Objective: Report every line of the items below that contains the string "border", copying each such line in full.

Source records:

((

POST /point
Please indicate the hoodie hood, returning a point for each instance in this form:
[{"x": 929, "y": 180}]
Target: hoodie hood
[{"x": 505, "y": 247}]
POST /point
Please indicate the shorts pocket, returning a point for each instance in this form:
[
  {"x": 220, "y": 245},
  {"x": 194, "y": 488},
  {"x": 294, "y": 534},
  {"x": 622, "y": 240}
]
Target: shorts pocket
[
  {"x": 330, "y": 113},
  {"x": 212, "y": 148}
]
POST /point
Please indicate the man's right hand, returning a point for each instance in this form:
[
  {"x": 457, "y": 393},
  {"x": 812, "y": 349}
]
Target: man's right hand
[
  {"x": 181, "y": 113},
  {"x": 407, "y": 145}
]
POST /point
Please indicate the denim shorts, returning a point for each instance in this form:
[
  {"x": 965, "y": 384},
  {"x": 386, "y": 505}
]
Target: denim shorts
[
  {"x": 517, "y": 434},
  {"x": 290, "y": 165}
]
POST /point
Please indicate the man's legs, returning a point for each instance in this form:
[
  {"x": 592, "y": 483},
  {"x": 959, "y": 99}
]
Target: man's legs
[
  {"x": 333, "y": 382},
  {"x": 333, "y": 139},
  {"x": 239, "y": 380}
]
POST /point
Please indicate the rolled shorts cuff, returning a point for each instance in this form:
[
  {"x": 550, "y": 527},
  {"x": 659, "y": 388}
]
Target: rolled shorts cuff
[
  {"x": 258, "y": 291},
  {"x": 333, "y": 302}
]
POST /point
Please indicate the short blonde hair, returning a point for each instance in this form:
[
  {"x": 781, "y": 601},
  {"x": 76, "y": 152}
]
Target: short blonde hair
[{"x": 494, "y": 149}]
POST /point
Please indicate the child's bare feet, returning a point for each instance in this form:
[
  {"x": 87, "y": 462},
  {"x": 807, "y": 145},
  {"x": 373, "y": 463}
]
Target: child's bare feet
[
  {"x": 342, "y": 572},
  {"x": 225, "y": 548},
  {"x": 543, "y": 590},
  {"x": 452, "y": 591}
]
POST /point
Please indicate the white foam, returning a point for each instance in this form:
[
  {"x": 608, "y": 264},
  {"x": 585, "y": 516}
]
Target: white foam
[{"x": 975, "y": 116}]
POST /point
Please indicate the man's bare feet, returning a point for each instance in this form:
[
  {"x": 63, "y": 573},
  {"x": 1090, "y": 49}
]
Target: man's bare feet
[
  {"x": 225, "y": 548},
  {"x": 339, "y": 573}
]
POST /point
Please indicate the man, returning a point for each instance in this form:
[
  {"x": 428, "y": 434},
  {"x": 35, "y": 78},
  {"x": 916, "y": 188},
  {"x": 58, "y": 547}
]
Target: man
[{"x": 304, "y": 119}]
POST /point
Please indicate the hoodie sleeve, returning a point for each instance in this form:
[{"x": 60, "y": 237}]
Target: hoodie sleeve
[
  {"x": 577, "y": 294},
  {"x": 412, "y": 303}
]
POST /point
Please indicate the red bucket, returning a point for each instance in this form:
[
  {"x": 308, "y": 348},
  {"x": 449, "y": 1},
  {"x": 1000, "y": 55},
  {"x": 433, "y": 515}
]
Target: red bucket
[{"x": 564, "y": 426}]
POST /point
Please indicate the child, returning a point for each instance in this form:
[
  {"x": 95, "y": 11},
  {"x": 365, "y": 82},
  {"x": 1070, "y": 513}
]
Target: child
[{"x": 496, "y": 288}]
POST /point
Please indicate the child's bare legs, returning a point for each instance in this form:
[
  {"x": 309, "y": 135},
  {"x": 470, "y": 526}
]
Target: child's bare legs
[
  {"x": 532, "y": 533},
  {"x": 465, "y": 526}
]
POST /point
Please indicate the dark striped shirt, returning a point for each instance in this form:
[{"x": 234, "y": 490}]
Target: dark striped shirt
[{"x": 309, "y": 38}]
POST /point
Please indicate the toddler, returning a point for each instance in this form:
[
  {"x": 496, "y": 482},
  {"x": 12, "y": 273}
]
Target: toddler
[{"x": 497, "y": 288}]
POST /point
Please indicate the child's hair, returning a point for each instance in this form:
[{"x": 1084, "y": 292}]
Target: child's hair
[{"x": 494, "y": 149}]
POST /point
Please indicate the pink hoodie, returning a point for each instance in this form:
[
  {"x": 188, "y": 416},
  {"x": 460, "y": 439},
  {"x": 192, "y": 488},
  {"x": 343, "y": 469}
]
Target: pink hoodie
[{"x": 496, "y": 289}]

))
((

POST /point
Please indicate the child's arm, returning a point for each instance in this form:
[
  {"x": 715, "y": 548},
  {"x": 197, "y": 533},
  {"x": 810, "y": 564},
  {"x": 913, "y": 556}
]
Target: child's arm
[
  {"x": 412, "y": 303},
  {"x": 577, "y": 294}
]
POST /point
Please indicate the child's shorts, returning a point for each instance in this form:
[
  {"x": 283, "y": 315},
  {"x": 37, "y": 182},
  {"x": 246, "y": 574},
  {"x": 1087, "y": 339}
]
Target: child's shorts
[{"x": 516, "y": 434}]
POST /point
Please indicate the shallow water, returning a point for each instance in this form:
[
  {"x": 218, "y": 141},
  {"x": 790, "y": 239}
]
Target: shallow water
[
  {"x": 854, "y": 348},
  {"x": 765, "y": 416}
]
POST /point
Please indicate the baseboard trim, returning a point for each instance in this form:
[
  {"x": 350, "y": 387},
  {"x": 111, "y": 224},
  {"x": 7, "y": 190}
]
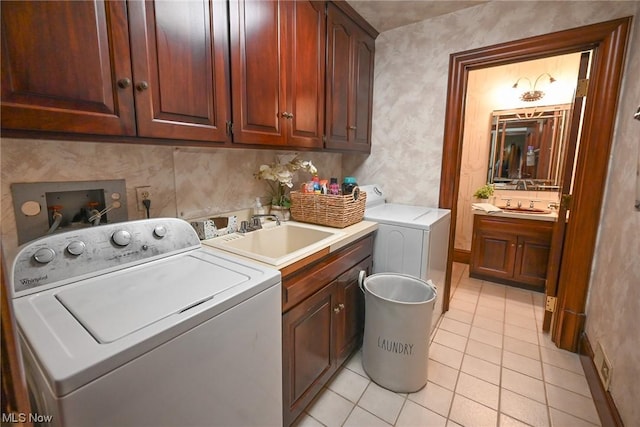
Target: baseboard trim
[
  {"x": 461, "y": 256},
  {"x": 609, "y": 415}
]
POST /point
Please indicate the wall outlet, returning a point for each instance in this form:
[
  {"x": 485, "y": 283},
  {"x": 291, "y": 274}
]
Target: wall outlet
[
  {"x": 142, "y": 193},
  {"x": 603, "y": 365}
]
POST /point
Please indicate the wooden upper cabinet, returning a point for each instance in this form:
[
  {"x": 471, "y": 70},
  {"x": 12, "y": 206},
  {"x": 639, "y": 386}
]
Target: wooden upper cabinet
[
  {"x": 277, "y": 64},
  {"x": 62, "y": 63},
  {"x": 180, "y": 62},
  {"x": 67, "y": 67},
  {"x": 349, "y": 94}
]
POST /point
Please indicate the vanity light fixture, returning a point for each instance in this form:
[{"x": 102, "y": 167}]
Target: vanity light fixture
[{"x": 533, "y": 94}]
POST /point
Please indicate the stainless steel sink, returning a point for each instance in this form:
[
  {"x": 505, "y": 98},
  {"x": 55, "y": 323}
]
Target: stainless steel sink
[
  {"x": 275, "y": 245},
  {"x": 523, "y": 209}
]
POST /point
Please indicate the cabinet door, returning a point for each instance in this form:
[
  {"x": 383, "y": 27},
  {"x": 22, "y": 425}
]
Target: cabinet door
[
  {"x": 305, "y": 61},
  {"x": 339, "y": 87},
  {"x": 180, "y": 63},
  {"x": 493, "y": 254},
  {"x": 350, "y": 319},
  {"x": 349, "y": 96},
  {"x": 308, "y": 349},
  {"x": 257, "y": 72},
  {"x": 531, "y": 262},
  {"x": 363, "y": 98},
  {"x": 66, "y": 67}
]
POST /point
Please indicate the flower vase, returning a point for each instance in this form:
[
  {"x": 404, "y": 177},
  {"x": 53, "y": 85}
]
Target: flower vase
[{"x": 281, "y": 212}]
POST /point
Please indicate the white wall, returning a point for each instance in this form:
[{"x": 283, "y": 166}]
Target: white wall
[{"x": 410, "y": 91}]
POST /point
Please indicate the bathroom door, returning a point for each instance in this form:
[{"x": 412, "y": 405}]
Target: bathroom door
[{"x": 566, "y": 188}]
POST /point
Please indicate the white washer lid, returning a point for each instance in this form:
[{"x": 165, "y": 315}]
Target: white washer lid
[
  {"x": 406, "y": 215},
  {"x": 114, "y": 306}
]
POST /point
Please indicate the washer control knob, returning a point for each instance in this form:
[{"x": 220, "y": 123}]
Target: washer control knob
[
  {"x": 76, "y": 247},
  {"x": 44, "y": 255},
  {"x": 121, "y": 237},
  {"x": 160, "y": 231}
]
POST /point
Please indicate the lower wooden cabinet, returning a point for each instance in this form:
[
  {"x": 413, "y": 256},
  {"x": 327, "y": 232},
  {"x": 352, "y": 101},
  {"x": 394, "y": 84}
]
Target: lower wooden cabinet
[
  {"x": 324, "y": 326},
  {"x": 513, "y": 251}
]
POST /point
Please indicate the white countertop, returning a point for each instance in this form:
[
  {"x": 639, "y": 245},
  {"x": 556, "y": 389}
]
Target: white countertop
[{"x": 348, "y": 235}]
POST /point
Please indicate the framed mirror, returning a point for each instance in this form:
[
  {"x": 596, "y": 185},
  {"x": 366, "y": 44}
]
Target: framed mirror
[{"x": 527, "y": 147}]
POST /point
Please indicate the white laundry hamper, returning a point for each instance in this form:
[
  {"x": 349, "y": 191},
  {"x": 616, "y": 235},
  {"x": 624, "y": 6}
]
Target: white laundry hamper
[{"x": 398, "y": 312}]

))
((

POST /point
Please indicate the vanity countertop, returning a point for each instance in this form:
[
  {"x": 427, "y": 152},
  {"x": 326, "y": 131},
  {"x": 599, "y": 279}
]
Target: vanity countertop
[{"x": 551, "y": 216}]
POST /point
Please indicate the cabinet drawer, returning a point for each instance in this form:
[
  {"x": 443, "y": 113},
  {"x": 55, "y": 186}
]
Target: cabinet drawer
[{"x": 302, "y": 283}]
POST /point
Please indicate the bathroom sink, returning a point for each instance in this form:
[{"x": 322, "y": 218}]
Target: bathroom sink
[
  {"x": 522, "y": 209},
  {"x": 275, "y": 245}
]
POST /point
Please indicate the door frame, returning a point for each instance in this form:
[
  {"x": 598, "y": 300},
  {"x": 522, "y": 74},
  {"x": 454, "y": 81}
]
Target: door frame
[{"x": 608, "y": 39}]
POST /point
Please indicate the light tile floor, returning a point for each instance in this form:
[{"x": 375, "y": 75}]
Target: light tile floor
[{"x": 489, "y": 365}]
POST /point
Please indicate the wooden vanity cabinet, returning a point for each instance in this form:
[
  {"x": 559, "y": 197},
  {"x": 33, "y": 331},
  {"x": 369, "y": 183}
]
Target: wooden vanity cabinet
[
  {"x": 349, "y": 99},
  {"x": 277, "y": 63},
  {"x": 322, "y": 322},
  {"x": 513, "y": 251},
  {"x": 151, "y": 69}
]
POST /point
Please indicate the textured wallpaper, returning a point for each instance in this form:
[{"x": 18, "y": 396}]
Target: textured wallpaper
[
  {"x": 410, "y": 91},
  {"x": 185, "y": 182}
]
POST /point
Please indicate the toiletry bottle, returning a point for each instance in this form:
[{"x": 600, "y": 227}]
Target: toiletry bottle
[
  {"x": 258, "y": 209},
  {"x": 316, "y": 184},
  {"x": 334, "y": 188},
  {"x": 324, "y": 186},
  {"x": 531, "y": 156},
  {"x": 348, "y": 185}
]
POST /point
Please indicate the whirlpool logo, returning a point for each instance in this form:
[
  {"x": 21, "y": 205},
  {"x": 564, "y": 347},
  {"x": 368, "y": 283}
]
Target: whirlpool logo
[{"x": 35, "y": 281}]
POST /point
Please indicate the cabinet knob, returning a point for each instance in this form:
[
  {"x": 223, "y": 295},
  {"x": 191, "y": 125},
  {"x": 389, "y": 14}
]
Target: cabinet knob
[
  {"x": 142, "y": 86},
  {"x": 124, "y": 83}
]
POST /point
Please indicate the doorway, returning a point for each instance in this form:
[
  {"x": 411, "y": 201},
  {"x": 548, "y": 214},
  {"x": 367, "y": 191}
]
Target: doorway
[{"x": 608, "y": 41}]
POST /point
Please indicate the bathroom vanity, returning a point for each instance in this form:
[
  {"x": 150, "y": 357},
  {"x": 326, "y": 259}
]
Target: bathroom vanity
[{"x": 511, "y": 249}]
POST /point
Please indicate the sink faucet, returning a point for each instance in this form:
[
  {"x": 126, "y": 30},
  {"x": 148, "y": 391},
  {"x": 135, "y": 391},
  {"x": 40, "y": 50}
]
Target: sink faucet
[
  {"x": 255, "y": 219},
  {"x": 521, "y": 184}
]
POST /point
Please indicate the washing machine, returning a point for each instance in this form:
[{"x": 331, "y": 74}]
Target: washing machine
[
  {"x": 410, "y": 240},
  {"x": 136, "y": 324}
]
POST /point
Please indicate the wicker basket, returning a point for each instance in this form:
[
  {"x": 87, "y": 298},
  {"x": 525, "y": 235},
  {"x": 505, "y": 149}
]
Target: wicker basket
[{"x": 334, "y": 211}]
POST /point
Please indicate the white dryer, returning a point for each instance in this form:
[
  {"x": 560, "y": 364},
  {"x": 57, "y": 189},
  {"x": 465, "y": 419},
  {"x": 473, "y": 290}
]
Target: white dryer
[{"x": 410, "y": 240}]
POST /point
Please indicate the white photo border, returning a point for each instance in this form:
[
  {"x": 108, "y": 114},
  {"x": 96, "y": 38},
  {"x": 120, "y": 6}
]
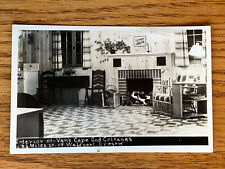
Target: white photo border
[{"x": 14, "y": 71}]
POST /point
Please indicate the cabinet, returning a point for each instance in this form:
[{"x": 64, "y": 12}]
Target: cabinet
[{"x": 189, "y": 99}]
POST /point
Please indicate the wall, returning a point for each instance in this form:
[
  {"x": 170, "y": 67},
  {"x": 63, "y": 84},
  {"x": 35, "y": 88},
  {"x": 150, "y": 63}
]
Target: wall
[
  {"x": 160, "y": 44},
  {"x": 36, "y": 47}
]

))

Solution to this task:
Please indicate the white photo border, returning a point for each instance in this form:
Target: white photo border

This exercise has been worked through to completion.